EXTRACT PROVIDED
..........

- Film poster
- Directed by: Toshio Masuda
- Screenplay by: Hiroyasu Yamaura; Toshio Masuda;
- Based on: Shuto shōshitsu by Sakyo Komatsu
- Produced by: Yasuyoshi Tokuma; Shichirō Murakami;
- Starring: Tsunehiko Watase; Yūko Natori; Shinji Yamashita;
- Cinematography: Masahiko Iimura
- Edited by: Toshio Taniguchi
- Music by: Maurice Jarre
- Production companies: Kansai Telecasting Corporation; Tokuma Shoten; Daiei Film;
- Distributed by: Toho
- Release date: 17 January 1987 (Japan);
- Running time: 120 minutes
- Country: Japan
- Language: Japanese
- Box office: 760,000,000 yen (Japan)

= Tokyo Blackout =

1987 film directed by Toshio Masuda

Tokyo Blackout (首都消失, Shuto shōshitsu) is a 1987 Japanese science fiction film directed by Toshio Masuda. It is based on Sakyo Komatsu's novel Shuto shōshitsu, which won the 6th Nihon SF Taisho Award in 1985. The film's score was composed by Maurice Jarre, and special effects were directed by Teruyoshi Nakano.

==Plot==
One day, Tokyo and its metropolitan area are suddenly covered by a giant dome-shaped and electromagnetic "cloud" for an unknown reason, and the whole thing seemed to disappear and all communications with the outside of "the cloud" are cut off.

Therefore, governments and scientific researchers in various places were extremely shocked and hurriedly organized to study countermeasures. But people are unable to cross "the cloud" into the Tokyo metropolitan area.

The Soviet Navy fleet is getting close near Hokkaido, and the U.S. is forcing Japan to form a new government. So an emergency national governor's meeting was held, and made the national governor's meeting a transitional agency of state affairs.

Scientists outside "the cloud" try to rescue 20 million lives in "the cloud" by using artificial high-power electromagnetic jammers.

..........

INFORMATION SUPPLIED
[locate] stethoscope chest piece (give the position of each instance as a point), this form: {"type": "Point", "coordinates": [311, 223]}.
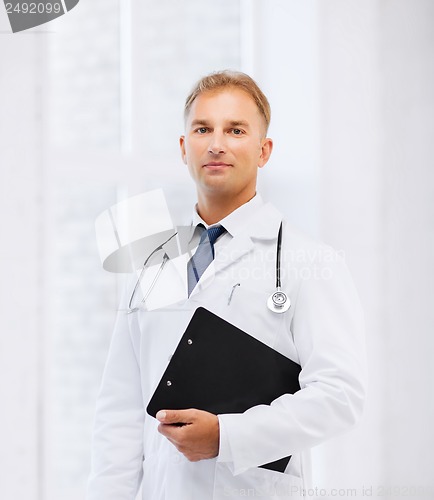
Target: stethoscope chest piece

..........

DIRECTIONS
A) In the Tokyo Blackout article, reproduce verbatim everything from "Therefore, governments and" down to "high-power electromagnetic jammers.".
B) Render this sentence from the Tokyo Blackout article in Spanish: "The film's score was composed by Maurice Jarre, and special effects were directed by Teruyoshi Nakano."
C) Carry the Tokyo Blackout article forward from its final sentence.

ANSWERS GIVEN
A)
Therefore, governments and scientific researchers in various places were extremely shocked and hurriedly organized to study countermeasures. But people are unable to cross "the cloud" into the Tokyo metropolitan area.

The Soviet Navy fleet is getting close near Hokkaido, and the U.S. is forcing Japan to form a new government. So an emergency national governor's meeting was held, and made the national governor's meeting a transitional agency of state affairs.

Scientists outside "the cloud" try to rescue 20 million lives in "the cloud" by using artificial high-power electromagnetic jammers.

B) La banda sonora de la película fue compuesta por Maurice Jarre, y los efectos especiales fueron dirigidos por Teruyoshi Nakano.

C)
==Cast==
- Tsunehiko Watase as Tatsuya Asakura, General Manager of Hokuto Electric's Technology Development Department
- Yūko Natori as Mariko Koide, freelance journalist
- Shinji Yamashita as Yosuke Tamiya, Kansai Broadcasting Press
- Isao Natsuyagi as Eiji Sakuma, JASDF
- Ichirō Zaitsu as Kawamura, Director of Kansai Broadcasting Press
- Yōko Ishino as Mieko Matsunaga, college student and part-time employee at Hokuto Electric Research Institute
- Raita Ryū as Horie, deputy director, Ministry of Foreign Affairs, International Bureau
- Ittoku Kishibe as Yasuhara, member of Hokuto Electric Research Institute
- Yoshie Taira as Yumiko Asakura, wife of Tatsuya Asakura
- Sei Hiraizumi as Wada, Kansai Broadcasting Society Department Desk
- Shōji Yasui as Ambassador to the United States Otsuki
- Kei Taguchi as Ambassador to the United Kingdom Uekusa
- Renji Ishibashi as Miyoshi, Secretary of the Ministry of Posts and Telecommunications
- Haruko Katō as Umeko Koide, Mariko's mother
- Norihei Miki as Matsukichi Kimura
- Fumio Watanabe as Osaka Prefecture Governor Komuro
- Hideji Ōtaki as Professor Otawara
- Tetsurō Tamba as Representative Nakata
Source for cast

== Film production ==
Approximately 100 tons of dry ice and various other materials were used to depict the clouds.  All staff wore dust masks when shooting using fly ash, a building material.  In the scene where people are swallowed by the cloud, high-definition video was used for only 20 seconds.  The EP-3E reconnaissance aircraft is a modification of the P-3C aircraft model used in The Return of Godzilla.

== Story background and development ==
In 1964, Komatsu published the short story Object O (物体O).  The story involves a mysterious ring-shaped object 200 kilometers high and 1,000 kilometers wide, which falls around Osaka, cutting it off from the outside world.  In contrast with Tokyo Blackout, Object O focuses on events within the ring.

Komatsu wrote the novel in serialized form, published among Hokkaido Shimbun, Chunichi Shimbun and Nishinippon Shimbun from December 1983 to December 1984.  The book was published by Tokuma Shoten in 1985 and became a bestseller that year, exceeding 1.5 million copies sold.  This made it the second best-seller for Komatsu after Japan Sinks.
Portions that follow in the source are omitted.